WHAT IS EXPECTED:
The records follow. Copy them exactly, but omit the pictures.

DATA IN THIS EXERCISE:
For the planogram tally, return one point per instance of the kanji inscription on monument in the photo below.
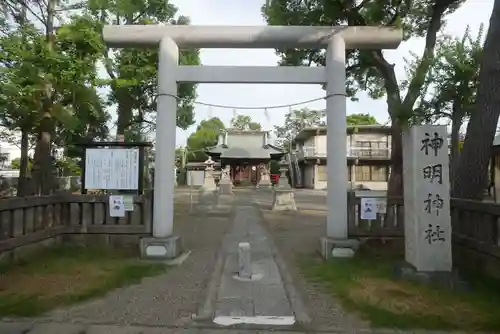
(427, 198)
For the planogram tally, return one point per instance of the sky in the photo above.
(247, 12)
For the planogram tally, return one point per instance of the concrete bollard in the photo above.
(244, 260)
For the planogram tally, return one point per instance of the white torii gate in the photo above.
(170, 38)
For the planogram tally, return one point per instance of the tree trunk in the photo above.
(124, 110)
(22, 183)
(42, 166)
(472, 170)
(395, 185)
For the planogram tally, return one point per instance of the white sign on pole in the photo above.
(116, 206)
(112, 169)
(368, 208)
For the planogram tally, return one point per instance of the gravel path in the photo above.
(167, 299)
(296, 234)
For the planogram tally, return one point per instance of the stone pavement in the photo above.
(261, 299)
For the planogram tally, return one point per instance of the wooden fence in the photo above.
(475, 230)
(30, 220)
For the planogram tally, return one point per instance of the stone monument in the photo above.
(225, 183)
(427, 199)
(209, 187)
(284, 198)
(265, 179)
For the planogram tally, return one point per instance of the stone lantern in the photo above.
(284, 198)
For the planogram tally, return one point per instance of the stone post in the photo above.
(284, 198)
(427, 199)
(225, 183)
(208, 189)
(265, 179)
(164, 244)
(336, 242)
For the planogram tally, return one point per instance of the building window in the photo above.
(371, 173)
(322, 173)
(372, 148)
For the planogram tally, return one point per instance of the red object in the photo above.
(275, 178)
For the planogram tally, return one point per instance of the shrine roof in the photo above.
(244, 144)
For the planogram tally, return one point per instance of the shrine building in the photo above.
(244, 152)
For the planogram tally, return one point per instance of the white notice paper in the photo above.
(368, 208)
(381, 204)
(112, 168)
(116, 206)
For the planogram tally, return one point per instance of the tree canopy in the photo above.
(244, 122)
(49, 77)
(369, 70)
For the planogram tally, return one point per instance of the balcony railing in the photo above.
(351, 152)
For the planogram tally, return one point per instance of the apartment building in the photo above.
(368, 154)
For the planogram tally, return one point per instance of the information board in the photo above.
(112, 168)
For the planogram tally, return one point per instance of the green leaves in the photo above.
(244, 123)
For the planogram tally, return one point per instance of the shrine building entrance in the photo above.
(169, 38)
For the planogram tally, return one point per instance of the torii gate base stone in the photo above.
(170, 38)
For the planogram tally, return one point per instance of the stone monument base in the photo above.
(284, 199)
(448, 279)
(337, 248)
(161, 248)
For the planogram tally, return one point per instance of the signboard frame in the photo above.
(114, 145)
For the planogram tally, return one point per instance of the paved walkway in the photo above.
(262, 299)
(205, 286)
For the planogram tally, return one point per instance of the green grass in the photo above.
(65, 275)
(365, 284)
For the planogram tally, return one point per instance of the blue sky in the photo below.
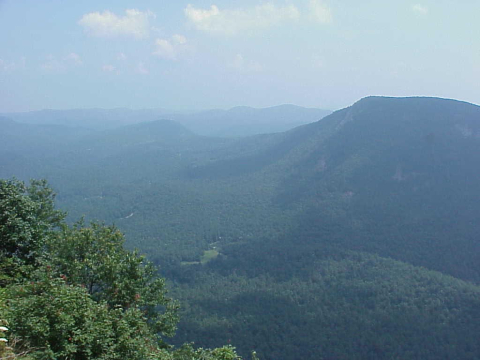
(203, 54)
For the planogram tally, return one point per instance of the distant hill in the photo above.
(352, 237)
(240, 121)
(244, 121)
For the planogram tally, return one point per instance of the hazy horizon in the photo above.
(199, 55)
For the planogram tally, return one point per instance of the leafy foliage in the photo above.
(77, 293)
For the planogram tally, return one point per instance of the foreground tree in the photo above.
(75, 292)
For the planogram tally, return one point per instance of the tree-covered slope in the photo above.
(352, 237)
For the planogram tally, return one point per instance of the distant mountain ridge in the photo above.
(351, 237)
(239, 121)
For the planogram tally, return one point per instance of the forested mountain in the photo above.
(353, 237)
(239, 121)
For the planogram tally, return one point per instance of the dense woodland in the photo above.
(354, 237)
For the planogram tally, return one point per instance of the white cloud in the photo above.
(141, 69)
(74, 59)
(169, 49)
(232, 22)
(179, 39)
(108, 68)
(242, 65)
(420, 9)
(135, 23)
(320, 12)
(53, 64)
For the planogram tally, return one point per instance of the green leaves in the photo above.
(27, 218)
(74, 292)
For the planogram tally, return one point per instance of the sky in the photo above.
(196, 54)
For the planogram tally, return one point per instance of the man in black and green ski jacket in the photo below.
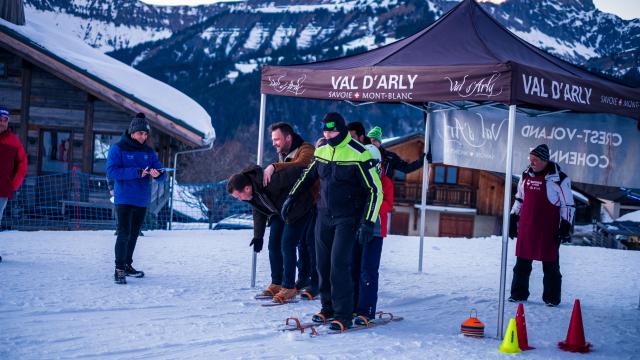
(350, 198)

RESPONSE FOR THIS EXERCISE:
For the planogram tally, return one point per instance of the kanji inscription on monument in the photo below.
(427, 198)
For the planogram tally, return one point per instance of the sky in the photo above.
(247, 12)
For the planogram tally, return one point per instance of the concrete bollard in the photo above.
(244, 260)
For the planogram tally, return one point per instance of the white torii gate in the photo above.
(170, 38)
For the planogram tally, return one point per instance of the tree trunk in the photo above.
(124, 110)
(22, 183)
(42, 166)
(472, 170)
(395, 185)
For the planogram tally, return one point per instance of the white sign on pole in the photo above.
(116, 206)
(112, 169)
(368, 208)
For the planogram tally, return one point per instance of the gravel path in the photo above.
(167, 299)
(296, 234)
For the planogram tally, return one point per instance of the stone pavement in the photo above.
(261, 299)
For the planogram tally, return one point per instance of the wooden fence in the photo above.
(475, 230)
(30, 220)
For the planogram tally, return one point per instance of the stone monument in the photo above.
(225, 183)
(427, 199)
(209, 187)
(284, 198)
(265, 179)
For the planogram tally, return one point per instance of the stone lantern in the photo above.
(284, 198)
For the planogram tally, return one point per instance of the stone post in the photo above.
(284, 198)
(427, 199)
(225, 183)
(208, 189)
(265, 179)
(164, 244)
(336, 242)
For the planogram tally, return one point per instance of the building window in the photo above.
(371, 173)
(322, 173)
(372, 148)
For the planogram tally, return one point per instance of the red object in the photo above.
(275, 178)
For the planogram tally, return one point per instance of the shrine roof in the photo above.
(244, 144)
For the planogram tally, return one point per instance of the shrine building in the photo above.
(244, 152)
For the planogram tally, return one point per instance of the white notice paper in the photo above.
(368, 208)
(381, 204)
(112, 168)
(116, 206)
For the planogram tally, return one point per instance of the tree canopy in the photo above.
(244, 122)
(49, 77)
(369, 70)
For the planogram tally, return one point per instance of the balcony railing in the photo above.
(351, 152)
For the planogram tally, return one point per instance of the apartment building in the photo above.
(368, 154)
For the planogram tally, return one point per instance of the information board in the photo above.
(112, 168)
For the planogram tally, return one point per instance of the green leaves in the photo above.
(244, 123)
For the planogram tally, return one point per instance of the shrine building entrance in the photo above.
(169, 38)
For the planogram tally, return one point per instance of the torii gate base stone in the photo above.
(170, 38)
For the planogram tally, return one point per instance of the stone monument base in the photo above.
(284, 199)
(448, 279)
(337, 248)
(161, 248)
For the planogram tally, return one point per instance of the signboard frame in the photo above.
(114, 145)
For the planogram tally, return one point per instance of the paved walkway in the photo above.
(262, 299)
(205, 286)
For the planogram tally, return one point per instance of the green grass in the photo above.
(65, 275)
(365, 284)
For the planogram tally, return one point per instance of the blue sky in the photo below.
(203, 54)
For the planogram tally, return one point per instance of the distant hill in the photo above.
(352, 237)
(240, 121)
(244, 121)
For the planogram tally, return one point per instance of the hazy horizon in the photo above.
(199, 55)
For the planogram tally, return one point per instance of the leafy foliage in the photo above.
(77, 293)
For the planogram tally, return one point per instance of the foreground tree in the photo above.
(75, 292)
For the planogram tally, return one point per instance of the tree-covered slope in the photo above.
(352, 237)
For the planogram tally, return one point per instance of the distant mountain ridge in the photo above.
(351, 237)
(239, 121)
For the planogram tally, return one point per instance of the forested mountain in the photo above.
(353, 237)
(239, 121)
For the planogram tally, return one point per instance of the dense woodland in the photo above.
(354, 237)
For the planogram tally, return one point per instance of the white cloud in the photo above.
(141, 69)
(74, 59)
(169, 49)
(232, 22)
(179, 39)
(108, 68)
(242, 65)
(420, 9)
(135, 23)
(320, 12)
(53, 64)
For the planogram tally, return one point per instance of the green leaves in the photo above.
(27, 218)
(74, 292)
For the planogram tally, return one point per instance of the sky in the photo above.
(196, 54)
For the planogram tally, return one point per instance of the man in black and green ski jacket in the photo below.
(350, 198)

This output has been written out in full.